Exercise instructions: Give back exactly the lines of the entries below from the line with "the ski pole." to the line with "of the gate", inclusive, and only those.

(Natural-language object grounding data)
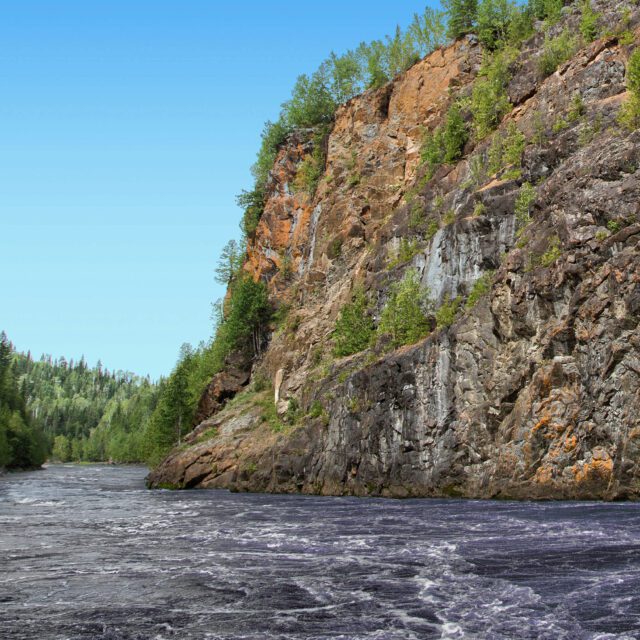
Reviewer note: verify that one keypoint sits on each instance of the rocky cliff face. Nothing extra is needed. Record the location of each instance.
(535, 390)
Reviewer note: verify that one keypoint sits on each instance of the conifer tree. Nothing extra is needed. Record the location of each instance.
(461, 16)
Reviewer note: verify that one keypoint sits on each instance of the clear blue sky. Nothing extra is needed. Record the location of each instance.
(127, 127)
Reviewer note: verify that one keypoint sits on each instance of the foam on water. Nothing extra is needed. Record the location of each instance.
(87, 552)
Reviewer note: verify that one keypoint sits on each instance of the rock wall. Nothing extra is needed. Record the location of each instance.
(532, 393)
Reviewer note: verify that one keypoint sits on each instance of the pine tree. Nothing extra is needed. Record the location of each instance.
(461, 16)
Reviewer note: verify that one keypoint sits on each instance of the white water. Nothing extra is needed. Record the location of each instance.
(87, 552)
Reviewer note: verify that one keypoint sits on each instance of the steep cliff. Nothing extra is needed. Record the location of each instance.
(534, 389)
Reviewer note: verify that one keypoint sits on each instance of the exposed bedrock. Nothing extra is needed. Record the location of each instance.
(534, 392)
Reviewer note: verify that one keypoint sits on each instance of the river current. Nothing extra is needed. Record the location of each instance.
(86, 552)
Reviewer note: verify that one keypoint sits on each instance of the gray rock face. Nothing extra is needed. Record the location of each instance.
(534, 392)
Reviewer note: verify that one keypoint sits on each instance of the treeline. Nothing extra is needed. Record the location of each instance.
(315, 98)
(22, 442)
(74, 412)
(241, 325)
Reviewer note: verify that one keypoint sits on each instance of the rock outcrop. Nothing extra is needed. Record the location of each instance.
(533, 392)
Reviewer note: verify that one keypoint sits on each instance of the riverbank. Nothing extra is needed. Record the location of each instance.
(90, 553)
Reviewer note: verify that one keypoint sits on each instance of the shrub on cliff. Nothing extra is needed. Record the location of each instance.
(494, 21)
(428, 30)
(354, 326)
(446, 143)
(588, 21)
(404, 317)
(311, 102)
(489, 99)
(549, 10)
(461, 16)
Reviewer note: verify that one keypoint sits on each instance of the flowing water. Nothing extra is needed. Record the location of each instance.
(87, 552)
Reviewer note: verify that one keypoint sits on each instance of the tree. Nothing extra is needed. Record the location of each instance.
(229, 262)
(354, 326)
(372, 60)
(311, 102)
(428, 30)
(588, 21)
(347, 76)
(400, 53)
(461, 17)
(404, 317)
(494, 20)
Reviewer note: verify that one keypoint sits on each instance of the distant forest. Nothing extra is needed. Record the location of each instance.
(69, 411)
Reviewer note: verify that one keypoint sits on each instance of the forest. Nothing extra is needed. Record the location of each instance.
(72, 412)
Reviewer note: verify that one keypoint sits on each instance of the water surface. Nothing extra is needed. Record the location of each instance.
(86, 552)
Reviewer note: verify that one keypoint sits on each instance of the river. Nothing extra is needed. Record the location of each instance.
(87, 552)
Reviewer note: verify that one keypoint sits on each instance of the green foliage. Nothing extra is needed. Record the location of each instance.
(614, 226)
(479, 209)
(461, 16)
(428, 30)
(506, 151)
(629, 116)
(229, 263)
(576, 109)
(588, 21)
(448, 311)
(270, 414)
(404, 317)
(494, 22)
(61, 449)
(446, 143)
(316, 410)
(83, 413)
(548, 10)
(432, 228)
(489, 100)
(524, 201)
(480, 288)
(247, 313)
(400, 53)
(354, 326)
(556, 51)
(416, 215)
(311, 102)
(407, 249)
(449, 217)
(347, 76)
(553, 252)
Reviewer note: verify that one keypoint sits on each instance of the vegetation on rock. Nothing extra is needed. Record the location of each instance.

==

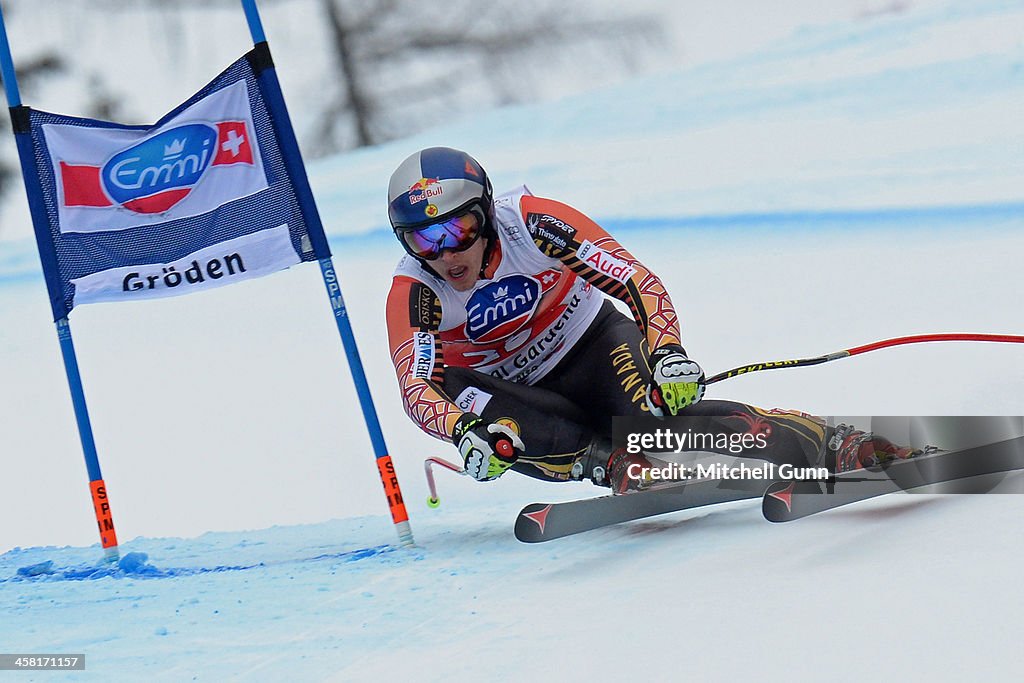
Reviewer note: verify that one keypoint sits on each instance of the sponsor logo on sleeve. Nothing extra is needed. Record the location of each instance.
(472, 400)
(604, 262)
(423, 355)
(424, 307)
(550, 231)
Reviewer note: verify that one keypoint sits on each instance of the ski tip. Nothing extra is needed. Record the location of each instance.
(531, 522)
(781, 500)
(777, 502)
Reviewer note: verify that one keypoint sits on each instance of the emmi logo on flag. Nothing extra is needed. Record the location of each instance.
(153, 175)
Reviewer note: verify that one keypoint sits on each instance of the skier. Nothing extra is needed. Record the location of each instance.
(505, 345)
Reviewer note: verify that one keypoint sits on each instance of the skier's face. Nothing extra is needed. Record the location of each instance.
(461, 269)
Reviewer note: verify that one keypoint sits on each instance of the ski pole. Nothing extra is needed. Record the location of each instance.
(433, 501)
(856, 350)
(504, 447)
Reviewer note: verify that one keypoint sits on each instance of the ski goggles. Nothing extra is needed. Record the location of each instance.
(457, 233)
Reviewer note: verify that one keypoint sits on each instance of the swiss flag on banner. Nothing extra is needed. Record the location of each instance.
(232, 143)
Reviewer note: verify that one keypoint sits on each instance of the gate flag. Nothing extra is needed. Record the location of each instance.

---

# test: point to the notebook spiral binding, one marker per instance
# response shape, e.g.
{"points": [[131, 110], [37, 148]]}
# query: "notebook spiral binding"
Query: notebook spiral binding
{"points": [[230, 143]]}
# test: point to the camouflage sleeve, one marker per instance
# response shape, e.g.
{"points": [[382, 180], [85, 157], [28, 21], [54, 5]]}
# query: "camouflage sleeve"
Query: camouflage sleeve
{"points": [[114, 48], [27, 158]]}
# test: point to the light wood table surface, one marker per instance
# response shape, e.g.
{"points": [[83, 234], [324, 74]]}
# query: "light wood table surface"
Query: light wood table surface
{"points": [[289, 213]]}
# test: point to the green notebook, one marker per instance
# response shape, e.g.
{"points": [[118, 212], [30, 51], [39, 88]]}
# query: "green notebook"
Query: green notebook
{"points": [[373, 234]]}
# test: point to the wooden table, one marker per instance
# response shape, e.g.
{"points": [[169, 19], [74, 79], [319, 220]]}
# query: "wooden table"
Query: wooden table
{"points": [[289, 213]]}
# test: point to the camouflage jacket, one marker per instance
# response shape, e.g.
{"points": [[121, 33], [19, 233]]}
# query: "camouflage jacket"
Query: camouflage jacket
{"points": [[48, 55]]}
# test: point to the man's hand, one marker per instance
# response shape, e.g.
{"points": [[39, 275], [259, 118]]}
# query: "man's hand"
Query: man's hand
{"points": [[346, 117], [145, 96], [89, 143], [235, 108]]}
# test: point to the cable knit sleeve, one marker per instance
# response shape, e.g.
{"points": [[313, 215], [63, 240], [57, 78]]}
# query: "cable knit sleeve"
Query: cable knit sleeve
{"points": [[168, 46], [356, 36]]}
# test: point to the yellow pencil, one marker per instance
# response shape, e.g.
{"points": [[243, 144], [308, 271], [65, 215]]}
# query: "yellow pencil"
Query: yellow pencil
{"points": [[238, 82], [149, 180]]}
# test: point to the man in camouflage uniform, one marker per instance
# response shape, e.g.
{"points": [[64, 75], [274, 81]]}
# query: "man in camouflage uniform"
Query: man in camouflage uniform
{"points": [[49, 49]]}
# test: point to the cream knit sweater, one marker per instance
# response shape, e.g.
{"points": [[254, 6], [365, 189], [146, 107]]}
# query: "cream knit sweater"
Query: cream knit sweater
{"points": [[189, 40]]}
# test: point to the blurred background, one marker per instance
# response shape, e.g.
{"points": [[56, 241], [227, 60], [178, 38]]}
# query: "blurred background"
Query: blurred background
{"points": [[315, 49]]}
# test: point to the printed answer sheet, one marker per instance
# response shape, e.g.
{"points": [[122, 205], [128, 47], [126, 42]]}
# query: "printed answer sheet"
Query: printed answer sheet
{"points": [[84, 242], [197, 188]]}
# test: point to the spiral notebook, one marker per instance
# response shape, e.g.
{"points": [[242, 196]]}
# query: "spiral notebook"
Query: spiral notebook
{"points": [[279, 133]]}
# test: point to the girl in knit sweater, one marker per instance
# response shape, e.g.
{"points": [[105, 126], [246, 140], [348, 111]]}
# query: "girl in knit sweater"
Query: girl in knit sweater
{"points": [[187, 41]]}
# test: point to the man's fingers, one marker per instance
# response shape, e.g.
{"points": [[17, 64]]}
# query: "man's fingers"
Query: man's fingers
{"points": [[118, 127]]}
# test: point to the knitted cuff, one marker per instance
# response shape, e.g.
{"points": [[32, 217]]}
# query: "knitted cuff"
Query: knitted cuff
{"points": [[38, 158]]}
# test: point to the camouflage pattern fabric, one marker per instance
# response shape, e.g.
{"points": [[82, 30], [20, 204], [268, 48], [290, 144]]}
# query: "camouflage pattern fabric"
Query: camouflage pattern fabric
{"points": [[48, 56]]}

Your solution:
Reviewer note: verify that one keypoint sits on each instance of the ski pole. Nothing extra is needed. Record the location of each instance.
(433, 501)
(856, 350)
(504, 447)
Reviewer note: verify that one keypoint sits on each instance of the ski goggles. Nothing extra is needed. Record the location of each instance.
(457, 233)
Reviewer note: verify that one keypoint sits on each instance of the swiss flag on banner. Nothing extra is needed. Record the location of each instance.
(232, 143)
Reviewer note: verify that one keypoint sits on each instance of the gate flag. Nothing extra is needed. Record the location of each instance.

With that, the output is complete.